Susette’s opposite number, the leader of the corporate effort to “rescue a struggling blue-collar city,” is the fictionalized character Dr. Charlotte Wells (Jeanne Tripplehorn), a brittle, buttoned-down university president modeled on the real-life Claire Gaudiani of Connecticut College. Wells — the sort of person who annoyingly throws French phrases into her speech — is appointed head of the New London Development Corp., and immediately tries to buy out Susette’s low-income neighbors (largely senior citizens), with the threat of eminent domain hanging over those who balk. Big money blankets the neighborhood. Tempers flare. Class resentment rears its head, on both sides of the question. With the normally shy Susette leading the way, news outlets pick up the story. But apparently the fix is in. One thing leads to another, and eventually bulldozers appear in Fort Trumbull.

Keener has made a career playing a wide range of characters in a hefty filmography. In last year’s Get Out, she was a sinister racist killer. Here, in a bittersweet tale of capitalism run amok — Balaker made the 2015 doc Can We Take a Joke? — Keener is a reluctant rebel urging solidarity to fight the power, in the best democratic tradition. The issue is: Can governments seize people’s homes to make way for private real estate development?

The film’s action takes place over a period of eight years. Without spoiling the movie — the case is actually a matter of record — it’s discouraging to have to say that the type of bullying Pfizer engaged in is not an isolated incident, then or now. Stay alert, get organized, and trust your local reporters.

§ §

** Challenge **
Answer these questions about the film review:
(a) Which real person is the character Dr. Charlotte Wells modeled on?
(b) What kind of character did Keener play in Get Out?
(c) Over how many years does the film's action take place?

Stored data
§ §

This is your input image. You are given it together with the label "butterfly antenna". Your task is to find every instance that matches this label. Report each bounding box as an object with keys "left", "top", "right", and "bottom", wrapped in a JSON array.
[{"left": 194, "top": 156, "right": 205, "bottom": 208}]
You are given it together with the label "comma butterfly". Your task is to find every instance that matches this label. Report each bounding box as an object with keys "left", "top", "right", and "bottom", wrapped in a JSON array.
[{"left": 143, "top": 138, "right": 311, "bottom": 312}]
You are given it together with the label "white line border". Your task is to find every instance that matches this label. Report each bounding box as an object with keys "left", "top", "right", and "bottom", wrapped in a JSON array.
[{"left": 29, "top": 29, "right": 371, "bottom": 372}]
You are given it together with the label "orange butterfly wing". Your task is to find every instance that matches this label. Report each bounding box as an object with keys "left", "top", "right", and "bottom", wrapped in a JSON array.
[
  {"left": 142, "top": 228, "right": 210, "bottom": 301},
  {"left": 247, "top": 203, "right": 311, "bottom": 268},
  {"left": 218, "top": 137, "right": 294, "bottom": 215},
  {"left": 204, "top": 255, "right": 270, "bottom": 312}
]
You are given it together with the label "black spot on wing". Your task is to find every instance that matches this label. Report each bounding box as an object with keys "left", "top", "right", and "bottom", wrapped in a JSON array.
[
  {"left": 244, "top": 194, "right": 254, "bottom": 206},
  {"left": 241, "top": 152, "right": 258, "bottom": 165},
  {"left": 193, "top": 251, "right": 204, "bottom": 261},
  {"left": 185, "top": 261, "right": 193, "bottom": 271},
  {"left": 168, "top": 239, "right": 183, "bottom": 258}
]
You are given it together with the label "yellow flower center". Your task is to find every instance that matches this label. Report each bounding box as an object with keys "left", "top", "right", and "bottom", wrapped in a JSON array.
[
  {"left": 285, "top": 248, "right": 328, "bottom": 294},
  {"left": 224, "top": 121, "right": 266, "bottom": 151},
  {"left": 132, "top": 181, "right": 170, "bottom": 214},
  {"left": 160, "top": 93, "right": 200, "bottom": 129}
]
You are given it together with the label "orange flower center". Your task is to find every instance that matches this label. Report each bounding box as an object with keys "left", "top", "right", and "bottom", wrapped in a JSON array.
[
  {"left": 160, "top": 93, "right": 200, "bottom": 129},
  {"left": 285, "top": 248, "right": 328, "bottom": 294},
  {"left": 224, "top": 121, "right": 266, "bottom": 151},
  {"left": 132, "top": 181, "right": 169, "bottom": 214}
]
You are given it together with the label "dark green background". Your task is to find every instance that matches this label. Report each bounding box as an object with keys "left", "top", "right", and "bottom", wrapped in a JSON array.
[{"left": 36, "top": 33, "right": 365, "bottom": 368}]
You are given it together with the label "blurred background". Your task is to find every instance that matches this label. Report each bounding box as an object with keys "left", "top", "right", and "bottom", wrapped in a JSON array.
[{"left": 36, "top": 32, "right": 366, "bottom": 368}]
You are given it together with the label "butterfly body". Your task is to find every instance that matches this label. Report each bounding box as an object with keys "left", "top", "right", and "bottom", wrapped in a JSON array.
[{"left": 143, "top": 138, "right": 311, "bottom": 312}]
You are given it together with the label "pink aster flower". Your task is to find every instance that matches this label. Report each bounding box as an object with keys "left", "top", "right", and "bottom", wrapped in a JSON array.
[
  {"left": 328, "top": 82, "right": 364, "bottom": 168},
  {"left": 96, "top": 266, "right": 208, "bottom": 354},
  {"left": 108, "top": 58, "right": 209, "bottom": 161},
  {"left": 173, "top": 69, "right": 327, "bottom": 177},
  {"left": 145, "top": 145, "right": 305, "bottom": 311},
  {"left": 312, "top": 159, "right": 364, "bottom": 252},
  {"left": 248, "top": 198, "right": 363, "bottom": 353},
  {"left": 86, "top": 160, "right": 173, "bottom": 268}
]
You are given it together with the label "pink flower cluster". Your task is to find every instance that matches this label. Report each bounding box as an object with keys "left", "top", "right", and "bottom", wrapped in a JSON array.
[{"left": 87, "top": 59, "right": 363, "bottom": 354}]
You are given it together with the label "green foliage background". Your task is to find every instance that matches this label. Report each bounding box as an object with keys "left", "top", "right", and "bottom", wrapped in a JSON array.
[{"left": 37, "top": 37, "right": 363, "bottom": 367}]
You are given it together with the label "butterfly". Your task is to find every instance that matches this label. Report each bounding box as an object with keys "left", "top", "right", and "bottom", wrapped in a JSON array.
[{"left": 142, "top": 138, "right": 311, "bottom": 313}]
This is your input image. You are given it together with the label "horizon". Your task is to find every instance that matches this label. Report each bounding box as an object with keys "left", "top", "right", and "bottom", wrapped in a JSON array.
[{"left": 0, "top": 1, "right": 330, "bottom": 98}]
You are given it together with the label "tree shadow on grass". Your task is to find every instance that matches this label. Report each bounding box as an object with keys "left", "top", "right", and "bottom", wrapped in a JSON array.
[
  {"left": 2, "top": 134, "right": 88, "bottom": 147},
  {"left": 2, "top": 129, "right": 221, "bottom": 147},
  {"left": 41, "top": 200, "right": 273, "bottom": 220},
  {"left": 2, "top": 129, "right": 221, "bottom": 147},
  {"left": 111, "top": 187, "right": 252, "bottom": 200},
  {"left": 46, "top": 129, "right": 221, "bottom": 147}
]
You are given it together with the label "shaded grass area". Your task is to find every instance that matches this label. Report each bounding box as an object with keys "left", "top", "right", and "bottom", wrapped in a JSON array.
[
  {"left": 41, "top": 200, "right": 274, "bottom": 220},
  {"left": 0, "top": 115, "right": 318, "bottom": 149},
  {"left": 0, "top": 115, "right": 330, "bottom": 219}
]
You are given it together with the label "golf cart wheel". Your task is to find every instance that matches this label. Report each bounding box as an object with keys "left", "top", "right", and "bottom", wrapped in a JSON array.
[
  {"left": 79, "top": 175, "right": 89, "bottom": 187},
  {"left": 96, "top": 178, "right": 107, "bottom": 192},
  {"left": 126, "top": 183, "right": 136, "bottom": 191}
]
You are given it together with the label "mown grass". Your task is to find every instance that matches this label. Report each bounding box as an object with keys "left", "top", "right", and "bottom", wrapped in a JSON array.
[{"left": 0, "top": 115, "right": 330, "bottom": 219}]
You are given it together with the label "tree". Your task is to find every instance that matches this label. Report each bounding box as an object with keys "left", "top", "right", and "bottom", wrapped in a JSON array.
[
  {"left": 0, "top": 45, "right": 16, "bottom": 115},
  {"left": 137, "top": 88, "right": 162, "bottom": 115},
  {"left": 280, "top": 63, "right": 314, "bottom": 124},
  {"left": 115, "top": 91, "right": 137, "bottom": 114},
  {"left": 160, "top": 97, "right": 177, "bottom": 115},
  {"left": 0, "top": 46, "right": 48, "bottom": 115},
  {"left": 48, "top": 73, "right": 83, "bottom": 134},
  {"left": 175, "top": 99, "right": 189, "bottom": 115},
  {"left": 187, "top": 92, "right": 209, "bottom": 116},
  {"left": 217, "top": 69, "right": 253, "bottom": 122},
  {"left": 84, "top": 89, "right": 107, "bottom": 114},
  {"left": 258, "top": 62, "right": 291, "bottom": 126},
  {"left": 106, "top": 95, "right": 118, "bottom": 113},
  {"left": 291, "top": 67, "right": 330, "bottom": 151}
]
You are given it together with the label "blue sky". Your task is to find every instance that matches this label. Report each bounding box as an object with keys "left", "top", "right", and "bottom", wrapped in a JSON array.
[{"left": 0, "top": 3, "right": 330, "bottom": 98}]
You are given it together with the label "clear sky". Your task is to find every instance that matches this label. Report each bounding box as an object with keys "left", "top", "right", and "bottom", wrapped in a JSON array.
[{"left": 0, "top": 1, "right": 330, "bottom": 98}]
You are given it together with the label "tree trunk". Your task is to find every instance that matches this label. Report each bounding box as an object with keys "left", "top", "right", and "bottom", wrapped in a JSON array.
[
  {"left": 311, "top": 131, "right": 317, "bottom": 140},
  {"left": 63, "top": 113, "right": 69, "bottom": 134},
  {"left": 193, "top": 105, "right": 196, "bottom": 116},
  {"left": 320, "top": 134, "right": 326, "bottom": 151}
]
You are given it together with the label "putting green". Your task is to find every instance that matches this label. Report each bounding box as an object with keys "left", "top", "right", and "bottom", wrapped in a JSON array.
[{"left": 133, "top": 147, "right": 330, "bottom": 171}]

§ §

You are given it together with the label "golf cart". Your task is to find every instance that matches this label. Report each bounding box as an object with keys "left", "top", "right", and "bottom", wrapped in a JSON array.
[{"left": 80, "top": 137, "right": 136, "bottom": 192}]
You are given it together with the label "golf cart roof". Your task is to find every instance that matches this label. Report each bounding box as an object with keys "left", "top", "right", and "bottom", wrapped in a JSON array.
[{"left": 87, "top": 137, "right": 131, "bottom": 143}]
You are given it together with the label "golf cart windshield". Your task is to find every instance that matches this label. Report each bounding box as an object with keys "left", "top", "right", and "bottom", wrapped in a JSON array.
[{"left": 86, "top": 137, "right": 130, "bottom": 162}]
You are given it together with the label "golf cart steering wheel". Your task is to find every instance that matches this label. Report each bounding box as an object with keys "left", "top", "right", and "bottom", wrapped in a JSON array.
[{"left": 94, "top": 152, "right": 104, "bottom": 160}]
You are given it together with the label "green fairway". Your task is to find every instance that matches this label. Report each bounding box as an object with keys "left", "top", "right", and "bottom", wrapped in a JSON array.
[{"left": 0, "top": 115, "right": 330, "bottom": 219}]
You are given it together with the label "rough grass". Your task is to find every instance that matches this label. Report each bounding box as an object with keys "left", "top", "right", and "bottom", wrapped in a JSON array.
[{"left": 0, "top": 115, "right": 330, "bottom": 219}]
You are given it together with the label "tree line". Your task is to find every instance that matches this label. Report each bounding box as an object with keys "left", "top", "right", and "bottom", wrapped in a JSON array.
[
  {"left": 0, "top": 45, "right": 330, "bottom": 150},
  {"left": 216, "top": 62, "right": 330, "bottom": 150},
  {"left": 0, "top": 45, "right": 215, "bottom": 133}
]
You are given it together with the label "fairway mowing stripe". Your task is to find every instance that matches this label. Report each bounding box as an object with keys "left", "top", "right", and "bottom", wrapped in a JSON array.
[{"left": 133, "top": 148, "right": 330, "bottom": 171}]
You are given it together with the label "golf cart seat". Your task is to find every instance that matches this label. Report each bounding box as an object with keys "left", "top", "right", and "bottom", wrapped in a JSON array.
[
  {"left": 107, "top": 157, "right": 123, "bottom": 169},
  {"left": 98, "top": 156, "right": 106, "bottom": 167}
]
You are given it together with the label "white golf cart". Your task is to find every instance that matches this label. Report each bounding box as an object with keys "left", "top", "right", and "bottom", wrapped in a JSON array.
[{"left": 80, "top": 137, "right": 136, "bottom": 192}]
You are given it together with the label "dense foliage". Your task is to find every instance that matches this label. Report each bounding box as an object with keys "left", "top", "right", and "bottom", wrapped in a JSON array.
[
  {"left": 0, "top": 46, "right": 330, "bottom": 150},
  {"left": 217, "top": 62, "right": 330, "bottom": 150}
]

§ §

** Response to this exercise **
(a) Claire Gaudiani of Connecticut College
(b) A sinister racist killer
(c) Eight years